* _TASK PROMPT_:
Every record must appear in your reply exactly as written.

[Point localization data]
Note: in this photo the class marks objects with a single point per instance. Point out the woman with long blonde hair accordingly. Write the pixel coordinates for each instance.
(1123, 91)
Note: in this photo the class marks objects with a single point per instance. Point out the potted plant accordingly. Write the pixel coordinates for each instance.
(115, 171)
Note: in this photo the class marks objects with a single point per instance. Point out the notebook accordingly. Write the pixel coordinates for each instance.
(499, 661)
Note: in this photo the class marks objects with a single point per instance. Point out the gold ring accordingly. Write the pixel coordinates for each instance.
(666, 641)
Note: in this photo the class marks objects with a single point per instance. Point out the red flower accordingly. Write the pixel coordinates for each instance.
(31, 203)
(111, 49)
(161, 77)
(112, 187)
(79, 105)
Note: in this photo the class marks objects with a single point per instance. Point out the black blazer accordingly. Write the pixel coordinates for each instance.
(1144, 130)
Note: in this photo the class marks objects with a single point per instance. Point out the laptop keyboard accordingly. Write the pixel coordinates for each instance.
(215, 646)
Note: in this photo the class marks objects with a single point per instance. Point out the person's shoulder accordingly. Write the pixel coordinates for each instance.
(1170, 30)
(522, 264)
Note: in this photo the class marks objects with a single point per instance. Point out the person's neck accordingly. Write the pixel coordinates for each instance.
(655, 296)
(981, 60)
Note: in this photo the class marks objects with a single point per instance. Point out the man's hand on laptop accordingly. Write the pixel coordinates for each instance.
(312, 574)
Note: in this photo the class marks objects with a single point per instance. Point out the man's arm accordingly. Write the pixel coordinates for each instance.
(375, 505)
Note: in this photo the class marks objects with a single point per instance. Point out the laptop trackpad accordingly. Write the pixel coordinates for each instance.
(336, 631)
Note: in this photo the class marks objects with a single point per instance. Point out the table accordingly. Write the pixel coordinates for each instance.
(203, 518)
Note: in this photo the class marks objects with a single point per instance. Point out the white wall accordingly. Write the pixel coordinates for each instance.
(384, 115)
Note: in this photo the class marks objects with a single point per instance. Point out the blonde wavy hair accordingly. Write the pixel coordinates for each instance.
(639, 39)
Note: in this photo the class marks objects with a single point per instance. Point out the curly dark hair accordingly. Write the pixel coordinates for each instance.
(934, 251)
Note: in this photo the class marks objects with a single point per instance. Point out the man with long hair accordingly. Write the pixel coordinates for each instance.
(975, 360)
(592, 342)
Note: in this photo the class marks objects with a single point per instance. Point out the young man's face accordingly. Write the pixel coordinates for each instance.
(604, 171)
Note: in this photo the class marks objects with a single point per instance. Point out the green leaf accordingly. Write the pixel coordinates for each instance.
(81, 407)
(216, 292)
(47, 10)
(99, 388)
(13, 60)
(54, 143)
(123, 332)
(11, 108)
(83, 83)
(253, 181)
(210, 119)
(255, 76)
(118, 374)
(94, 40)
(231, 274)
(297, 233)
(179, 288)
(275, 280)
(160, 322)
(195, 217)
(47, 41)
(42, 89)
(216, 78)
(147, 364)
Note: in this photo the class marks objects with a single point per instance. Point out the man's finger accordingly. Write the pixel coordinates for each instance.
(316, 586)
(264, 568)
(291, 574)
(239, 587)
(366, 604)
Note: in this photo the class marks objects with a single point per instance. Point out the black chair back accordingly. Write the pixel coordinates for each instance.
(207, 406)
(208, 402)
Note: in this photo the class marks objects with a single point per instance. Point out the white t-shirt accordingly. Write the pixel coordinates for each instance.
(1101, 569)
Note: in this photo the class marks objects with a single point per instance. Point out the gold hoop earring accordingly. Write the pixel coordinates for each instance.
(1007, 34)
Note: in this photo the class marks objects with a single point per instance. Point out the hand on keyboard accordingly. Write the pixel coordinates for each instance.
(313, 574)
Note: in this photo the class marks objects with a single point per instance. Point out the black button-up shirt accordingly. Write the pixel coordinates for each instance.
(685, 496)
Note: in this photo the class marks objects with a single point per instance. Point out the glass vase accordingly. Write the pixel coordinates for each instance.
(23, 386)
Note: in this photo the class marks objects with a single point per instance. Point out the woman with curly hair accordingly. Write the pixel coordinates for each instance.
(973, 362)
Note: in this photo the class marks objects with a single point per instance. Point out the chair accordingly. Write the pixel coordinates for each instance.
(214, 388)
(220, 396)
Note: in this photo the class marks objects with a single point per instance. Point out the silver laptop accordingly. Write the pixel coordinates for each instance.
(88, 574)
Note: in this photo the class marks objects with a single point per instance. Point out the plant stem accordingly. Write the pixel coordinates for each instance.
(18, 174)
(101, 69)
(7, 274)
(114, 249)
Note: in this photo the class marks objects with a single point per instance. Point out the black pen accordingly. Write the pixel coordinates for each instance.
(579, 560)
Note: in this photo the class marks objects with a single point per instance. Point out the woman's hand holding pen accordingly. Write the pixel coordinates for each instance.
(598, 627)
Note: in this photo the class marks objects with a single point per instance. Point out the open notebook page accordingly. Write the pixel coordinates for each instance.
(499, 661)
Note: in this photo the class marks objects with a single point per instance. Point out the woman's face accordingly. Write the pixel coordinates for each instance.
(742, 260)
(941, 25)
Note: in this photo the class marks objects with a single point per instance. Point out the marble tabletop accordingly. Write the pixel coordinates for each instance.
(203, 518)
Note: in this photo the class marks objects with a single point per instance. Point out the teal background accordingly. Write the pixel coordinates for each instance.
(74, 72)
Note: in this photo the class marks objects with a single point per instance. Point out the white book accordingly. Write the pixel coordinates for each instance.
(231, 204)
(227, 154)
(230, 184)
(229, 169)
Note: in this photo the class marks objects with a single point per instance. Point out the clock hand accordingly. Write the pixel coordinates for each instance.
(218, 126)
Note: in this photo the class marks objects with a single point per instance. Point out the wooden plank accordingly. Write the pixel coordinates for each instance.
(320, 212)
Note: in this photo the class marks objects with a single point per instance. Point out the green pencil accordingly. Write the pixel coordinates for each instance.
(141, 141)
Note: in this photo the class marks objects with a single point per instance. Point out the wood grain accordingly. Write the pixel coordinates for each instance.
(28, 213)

* _YOUR RESPONSE_:
Note: in this photo the class marks objects with a single point per instance. Point out the woman with long blonde hair accordingly. Write the pixel coordinates for each instance.
(1123, 91)
Note: in this photo the class marks objects with a single point per instance. Point out the potted plant accordingly. Write the pixel coordinates for each instance.
(115, 171)
Note: in this photo the class marks objects with a single point per instance. Point out the notebook accordingly. Write the pixel coordinates for each instance.
(499, 661)
Note: in this photo the class marks objects with a single point per instance. Point out the gold ring accordingly. Write the pixel coordinates for each instance.
(666, 641)
Note: in this photo the class marks objects with a single point per instance. Point out the red flower accordingly. Write the pixel coordinates for each instance.
(31, 203)
(111, 49)
(161, 77)
(112, 187)
(79, 105)
Note: in this photo the class marks objects with a single point per instance. Point out the black blazer accordingly. Write the pixel coordinates for each instance.
(1144, 130)
Note: in this photo the class marks objects with a single point per instance. Point out the laptop keyboard accordingly. Write the pixel coordinates for each instance.
(215, 646)
Note: in this photo the class marks objects with a single point per instance. Point out the person's shoulder accordingly. Write the pixel coordinates for each instance.
(1170, 30)
(522, 264)
Note: in this photo the class marks objects with a single point per instance. Point out the person's neck accordingly. Write the pixel coordinates for each instance.
(655, 296)
(981, 60)
Note: in this photo the class marks objects with a single point per instance. Point out the man's hand on laptop accordingly. Write the pixel coordinates for each instance.
(312, 574)
Note: in this photo the class marks objects with a single point per instance. Point out the man's arm accordingly. Write the pixel coordinates for each instance.
(375, 505)
Note: in this photo the class marks objects with a single point per instance. Point out the laptop trackpad accordingly. Write the pixel coordinates for each instance.
(336, 631)
Note: in this photo the class marks objects with a single point per instance. Point out the table accordingly. Write the pixel coordinates for each instance.
(203, 518)
Note: in this photo the class marks objects with a single point per instance. Point out the white wall accordingly. Write the pixel coordinates for each instance.
(384, 115)
Note: in this photo the class marks objects with a single point per instance. Point out the blonde wavy hair accordingly. Write the pixel coordinates for each instance.
(639, 39)
Note: in this photo the class marks objects with a single point per instance. Point out the curly dark hair accordingly. Write the pixel coordinates for each instance.
(934, 251)
Note: in this photo the class marks objects with a single point per instance. Point out the man with long hair accordingly. Write the pixel coordinates for each instance.
(975, 360)
(592, 342)
Note: in this photo the class marks objects with a single point per instance. Point out the young man's face accordingly. Write the pixel coordinates for each instance.
(604, 171)
Note: in this photo the class marks objects with a single point per instance. Point out the green leaf accordingly. Write the pixel coordinates for each instance.
(81, 407)
(216, 292)
(47, 10)
(99, 388)
(13, 60)
(54, 143)
(123, 332)
(11, 108)
(83, 83)
(253, 181)
(210, 119)
(255, 76)
(118, 374)
(94, 40)
(231, 274)
(297, 233)
(179, 288)
(275, 280)
(160, 322)
(195, 217)
(47, 41)
(42, 89)
(216, 78)
(147, 364)
Note: in this photo the class marks objects with a single point per instance. Point out the man's finger accordingly. Write the pixel coordinates for each instance.
(316, 586)
(264, 568)
(291, 574)
(239, 587)
(366, 604)
Note: in this photo the class marks objects with a single point per instance. Point out the black chair back accordingly. Write the pixel coordinates for each instance.
(207, 406)
(208, 402)
Note: in this photo the class marks objects with a single point per instance. Point out the white t-shirt accordingly. Write the pixel coordinates for each instance.
(1101, 569)
Note: in this photo the class marks objects with a single point per instance. Point out the gold hoop earring accordingly. Write the pixel coordinates for each instance.
(1007, 34)
Note: in this photo the class marks objects with a single point per instance. Point out the hand on keyboard accordingly. Write the pixel coordinates for each instance.
(313, 574)
Note: in this photo the class marks objects with a single point per instance. Point out the black button-up shirt accordingly. Write the pixel coordinates for each instance.
(685, 496)
Note: in this photo the class marks objects with a single point per instance. Point out the glass vase accordingly. Write the pixel coordinates for each instance.
(23, 386)
Note: in this photo the class marks objects with a single point per instance. Point out the woman with curly hair accordingly. Write the pixel coordinates for each instance.
(973, 362)
Note: in this photo the class marks objects with a single point per instance. Point out the chair accordingly. Write the pixel coordinates for each instance.
(214, 388)
(220, 396)
Note: in this photo the class marks objects with a single point per instance. Point out the silver laptop accordingly. Write the pixel coordinates for each instance.
(88, 574)
Note: in this photo the class marks objects with a single point per instance. Point out the plant stem accordingly. Write the pixel coordinates for each instance.
(18, 174)
(101, 69)
(7, 274)
(114, 249)
Note: in this photo the class marks objects with a single point per instance. Point out the black pen accordingly. Write the pixel coordinates for each instance.
(579, 560)
Note: in this photo the class marks objects with a single point per instance. Point out the woman's hand holding pen accordingly. Write the pixel coordinates for each instance.
(598, 627)
Note: in this photo the class marks objects with a single point per instance. Point out the open notebook page accordingly. Write the pixel coordinates for each instance.
(499, 661)
Note: in this photo the class marks objects with a single point per instance. Point out the woman's face accordingly. Write the pixel coordinates for each instance.
(742, 260)
(941, 25)
Note: in this photo the class marks objects with a single point per instance. Point out the marble tabletop accordingly. Write the pixel coordinates for each instance.
(203, 518)
Note: in this photo the class marks objects with a single point per instance. Point out the teal background accordingly. Write the pixel coordinates for each instance.
(74, 72)
Note: in this photo the class marks objects with a single point per instance. Point out the white book accordingly. Write the pixel coordinates for each instance.
(231, 204)
(227, 154)
(230, 184)
(229, 169)
Note: in this photo the class marks objects with a single point per instance. Point out the clock hand accordingly. Write the pixel coordinates for each instance.
(218, 126)
Note: in this photo the class marks objects with a single point per instance. Point out the wooden plank accordingly. Write the pixel coordinates for each instance.
(320, 212)
Note: in this photo the class marks objects with a single point per instance. Point out the green pencil accordingly. Write the pixel coordinates for each instance.
(141, 141)
Note: in this photo the class marks objects with a single point per instance. Point out the wood grain accordingly. Write the pixel coordinates for each instance.
(28, 213)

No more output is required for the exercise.